*** Quoted passage ***
13th August 2020 | Lieutenancy News

VJ 75th Anniversary 15th August 2020

I am very much looking forward to taking part in the Cathedral Eucharist with a Commemoration of VJ Day Service at Guildford Cathedral on Sunday 16th August as part of the commemoration for the 75th Anniversary of VJ Day.

Your local Regiment, The Princess of Wales’s Royal Regiment, has a huge depth of heritage from recent conflicts and from the forebear regiments of the South East of England.  These came from from the counties of Surrey, Kent, Sussex, Hampshire and Middlesex.  They formed seven forebear regiments in the Second World War and served throughout the World, including against Japan.  Huge sacrifices were made by those men and their families at home in order to keep this country free, but the war in the Far East is sometimes forgotten.  Indeed, British General Bill Slim’s 14th Army, formed in 1943, is still called ‘The Forgotten Army’.
*** Raw data ***
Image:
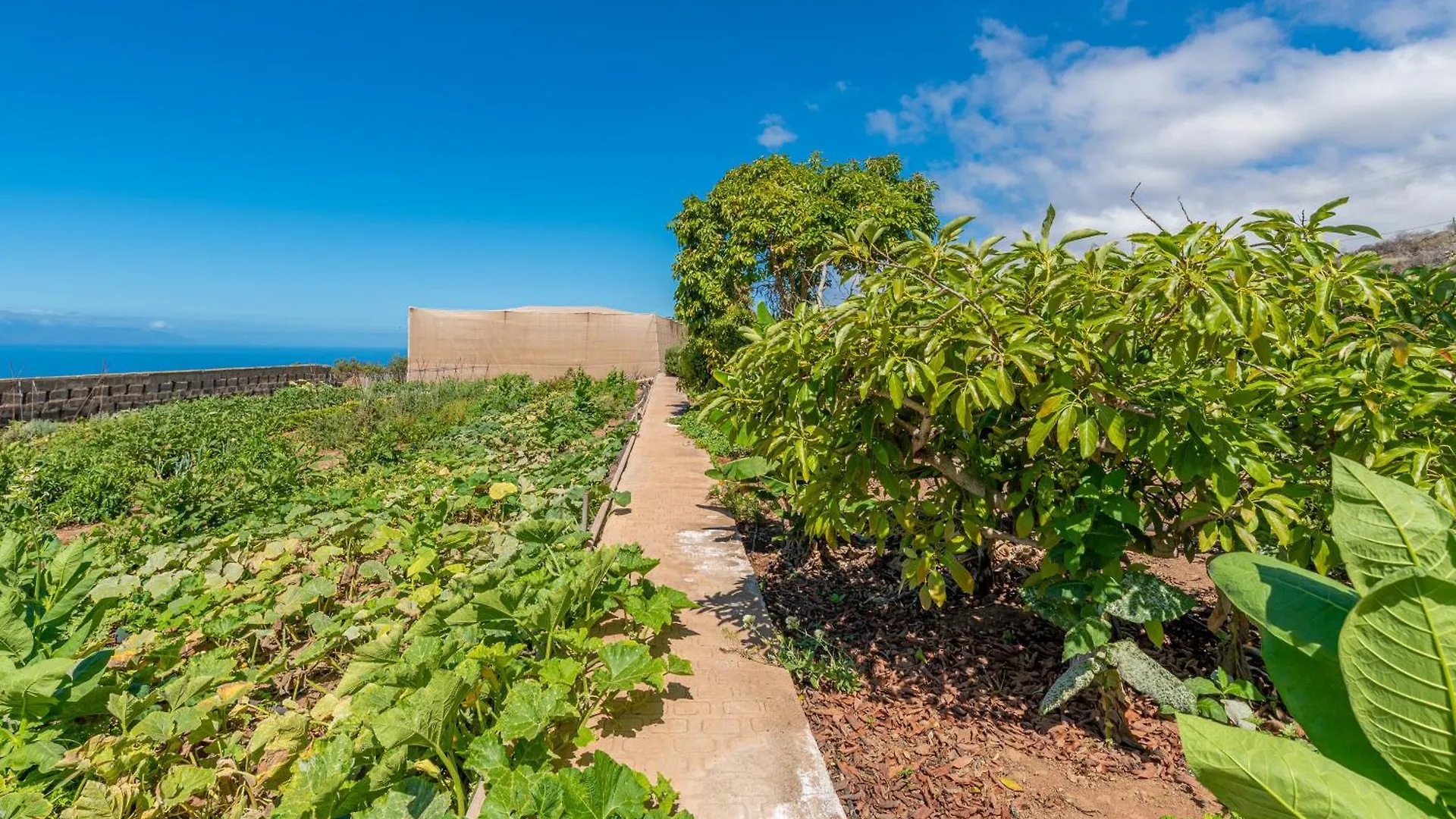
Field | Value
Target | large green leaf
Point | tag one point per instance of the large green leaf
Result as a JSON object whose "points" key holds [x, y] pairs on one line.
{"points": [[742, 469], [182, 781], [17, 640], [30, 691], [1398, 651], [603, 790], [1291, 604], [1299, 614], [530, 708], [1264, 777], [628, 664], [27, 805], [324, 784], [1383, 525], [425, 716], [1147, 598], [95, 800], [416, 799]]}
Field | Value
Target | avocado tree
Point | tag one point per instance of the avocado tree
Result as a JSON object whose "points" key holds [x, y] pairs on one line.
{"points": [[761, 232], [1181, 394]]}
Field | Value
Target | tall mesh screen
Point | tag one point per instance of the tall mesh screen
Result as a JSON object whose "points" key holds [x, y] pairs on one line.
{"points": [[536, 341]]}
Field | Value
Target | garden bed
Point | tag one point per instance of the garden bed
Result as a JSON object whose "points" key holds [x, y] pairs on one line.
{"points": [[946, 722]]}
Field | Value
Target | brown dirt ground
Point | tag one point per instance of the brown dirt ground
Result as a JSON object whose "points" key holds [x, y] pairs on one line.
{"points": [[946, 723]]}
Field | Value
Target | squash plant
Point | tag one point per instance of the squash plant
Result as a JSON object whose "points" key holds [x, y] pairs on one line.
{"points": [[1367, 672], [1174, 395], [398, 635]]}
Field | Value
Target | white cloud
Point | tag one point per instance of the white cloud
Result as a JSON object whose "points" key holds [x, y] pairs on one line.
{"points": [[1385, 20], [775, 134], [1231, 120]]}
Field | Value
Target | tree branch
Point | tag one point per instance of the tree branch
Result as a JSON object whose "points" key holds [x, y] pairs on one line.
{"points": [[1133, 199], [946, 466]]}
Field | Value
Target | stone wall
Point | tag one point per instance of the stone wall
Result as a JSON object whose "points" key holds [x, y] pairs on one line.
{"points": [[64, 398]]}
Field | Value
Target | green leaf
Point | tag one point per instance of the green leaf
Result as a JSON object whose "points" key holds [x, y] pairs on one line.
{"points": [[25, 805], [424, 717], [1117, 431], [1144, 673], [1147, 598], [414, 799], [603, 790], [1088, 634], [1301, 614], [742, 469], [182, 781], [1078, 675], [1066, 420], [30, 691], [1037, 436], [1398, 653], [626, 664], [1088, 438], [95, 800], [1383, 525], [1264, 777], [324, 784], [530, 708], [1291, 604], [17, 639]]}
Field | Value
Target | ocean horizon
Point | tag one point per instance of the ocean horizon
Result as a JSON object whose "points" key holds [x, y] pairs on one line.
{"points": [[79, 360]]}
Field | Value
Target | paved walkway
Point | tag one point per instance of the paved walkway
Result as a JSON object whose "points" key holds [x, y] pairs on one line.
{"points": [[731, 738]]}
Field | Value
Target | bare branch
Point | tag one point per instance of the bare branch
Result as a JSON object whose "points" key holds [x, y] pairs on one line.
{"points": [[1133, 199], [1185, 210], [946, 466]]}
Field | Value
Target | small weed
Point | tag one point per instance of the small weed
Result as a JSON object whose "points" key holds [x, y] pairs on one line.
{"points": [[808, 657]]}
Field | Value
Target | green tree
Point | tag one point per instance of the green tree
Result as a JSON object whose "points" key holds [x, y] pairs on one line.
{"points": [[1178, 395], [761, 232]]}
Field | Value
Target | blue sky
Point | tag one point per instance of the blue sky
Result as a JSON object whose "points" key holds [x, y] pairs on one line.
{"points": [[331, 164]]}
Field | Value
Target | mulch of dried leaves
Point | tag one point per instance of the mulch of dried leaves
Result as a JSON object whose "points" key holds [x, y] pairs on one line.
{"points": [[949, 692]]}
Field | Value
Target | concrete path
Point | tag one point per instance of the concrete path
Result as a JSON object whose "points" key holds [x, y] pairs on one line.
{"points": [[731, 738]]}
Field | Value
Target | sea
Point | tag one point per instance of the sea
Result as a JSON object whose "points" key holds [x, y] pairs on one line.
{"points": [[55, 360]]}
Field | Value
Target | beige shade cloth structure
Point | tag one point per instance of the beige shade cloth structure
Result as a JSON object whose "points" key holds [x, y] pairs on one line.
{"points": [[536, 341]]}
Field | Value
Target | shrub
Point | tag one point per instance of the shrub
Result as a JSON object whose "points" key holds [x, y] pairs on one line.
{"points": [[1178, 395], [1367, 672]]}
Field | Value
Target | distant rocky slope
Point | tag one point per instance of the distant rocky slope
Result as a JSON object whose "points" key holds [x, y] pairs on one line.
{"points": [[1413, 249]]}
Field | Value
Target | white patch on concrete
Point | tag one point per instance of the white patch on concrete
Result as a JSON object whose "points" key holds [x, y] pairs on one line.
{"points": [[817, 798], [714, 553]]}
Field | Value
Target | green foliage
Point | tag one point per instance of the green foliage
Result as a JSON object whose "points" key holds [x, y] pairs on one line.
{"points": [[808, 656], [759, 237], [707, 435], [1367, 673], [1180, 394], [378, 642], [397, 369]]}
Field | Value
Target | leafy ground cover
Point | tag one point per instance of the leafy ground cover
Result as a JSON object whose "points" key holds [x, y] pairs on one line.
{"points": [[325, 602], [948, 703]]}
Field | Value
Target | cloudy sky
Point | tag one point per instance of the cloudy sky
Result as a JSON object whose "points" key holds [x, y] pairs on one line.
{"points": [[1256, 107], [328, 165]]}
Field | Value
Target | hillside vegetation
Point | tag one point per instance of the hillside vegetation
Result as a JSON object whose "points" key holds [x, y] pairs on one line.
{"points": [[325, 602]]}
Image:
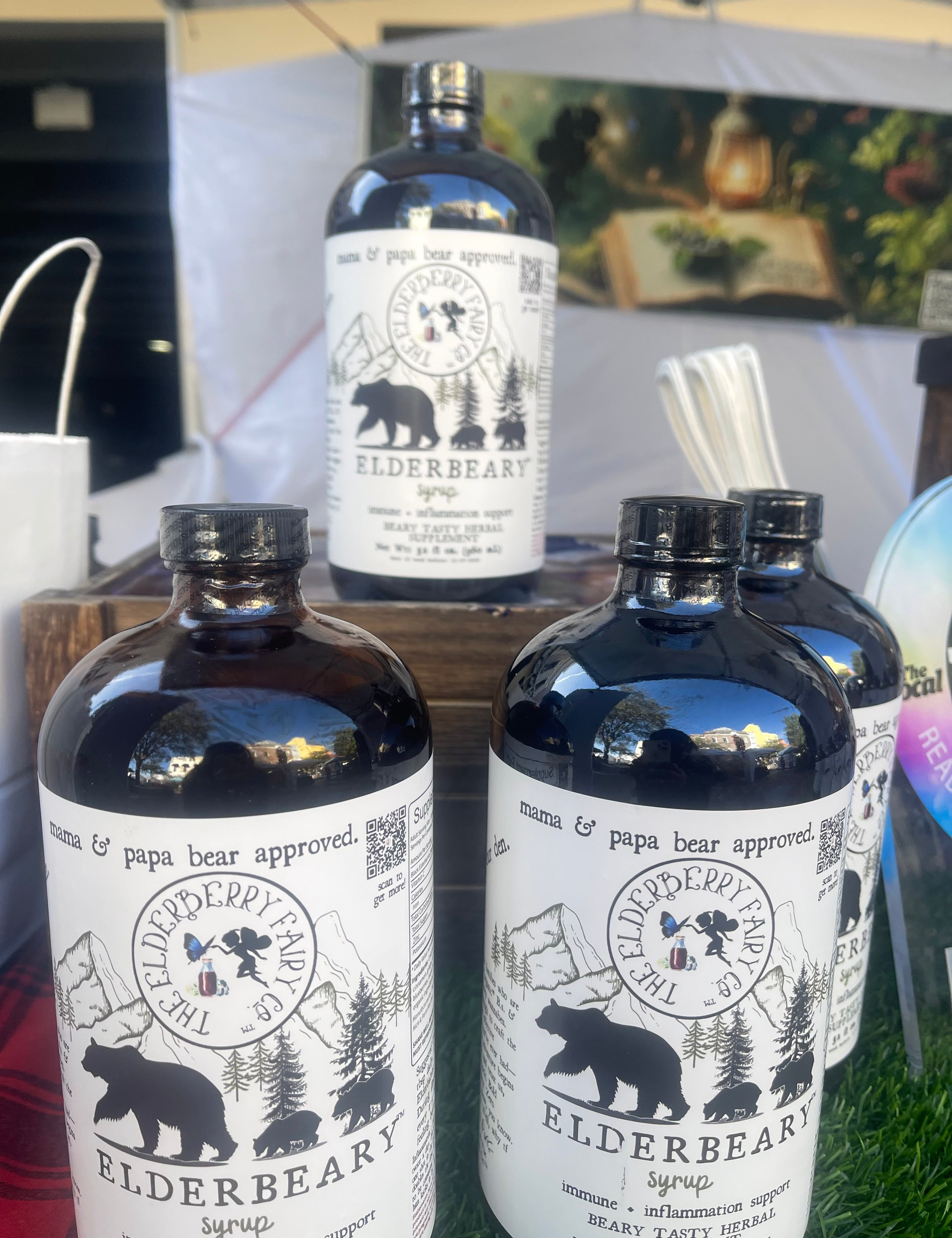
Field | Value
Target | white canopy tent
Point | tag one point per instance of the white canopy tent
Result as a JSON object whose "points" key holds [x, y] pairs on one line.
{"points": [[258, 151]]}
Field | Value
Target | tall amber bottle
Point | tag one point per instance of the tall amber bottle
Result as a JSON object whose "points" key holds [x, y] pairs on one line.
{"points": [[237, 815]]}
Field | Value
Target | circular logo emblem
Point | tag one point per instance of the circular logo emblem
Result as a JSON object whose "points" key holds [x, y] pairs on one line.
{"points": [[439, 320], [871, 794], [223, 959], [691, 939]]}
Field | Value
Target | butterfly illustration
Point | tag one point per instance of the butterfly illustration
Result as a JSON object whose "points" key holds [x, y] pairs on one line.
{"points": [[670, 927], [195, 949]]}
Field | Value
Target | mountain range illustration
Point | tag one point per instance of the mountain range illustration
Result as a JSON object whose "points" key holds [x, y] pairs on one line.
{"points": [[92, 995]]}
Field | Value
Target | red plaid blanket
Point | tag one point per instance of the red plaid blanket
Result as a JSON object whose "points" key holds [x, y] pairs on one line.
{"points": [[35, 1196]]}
***
* Task directions
Carry on the VJ Day 75th anniversary message, starting right after its final sentence.

* Answer section
As thousands of servicemen and women and civilians celebrated Victory in Europe Day in May 1945, there was still the prospect of horrific fighting in the Far East in order to beat the Japanese.  This was often overlooked by the Press and, without today’s instant worldwide communications, simply forgotten.  The enemy was not only the Japanese, it was also the heat and monsoons, the various unpleasant poisonous creatures of the jungle and disease, such as malaria, dysentery, cholera and beri-beri.  These conditions were far worse than those endured on other fronts.

The first of your local regiment’s encounter with the enemy quickly followed the Japanese attack on Pearl Harbour, Hawaii, in December 1941.  2nd Battalion The East Surrey Regiment, whose training depot was in Kingston upon Thames, was part of the allied forces defending Malaya.  Casualties were so high that the Surreys had to amalgamate with the depleted Leicesters battalion to form what was called ‘The British Battalion’.  They successfully defended a place called Kampar, but had no choice but to surrender at the fall of Singapore in February 1942; 130,000 people capitulated.  This was, arguably, the worst British military disaster in history.  What was the outcome for the remaining officers and soldiers?  Three and a half years of horrendous cruel conditions, treated as slaves, working for the Japanese.  They were part of 50,000 British POWs in Japanese hands.  25% would die in captivity overall, with one in three dying as they worked on the infamous Siam-Burma 250 mile railway.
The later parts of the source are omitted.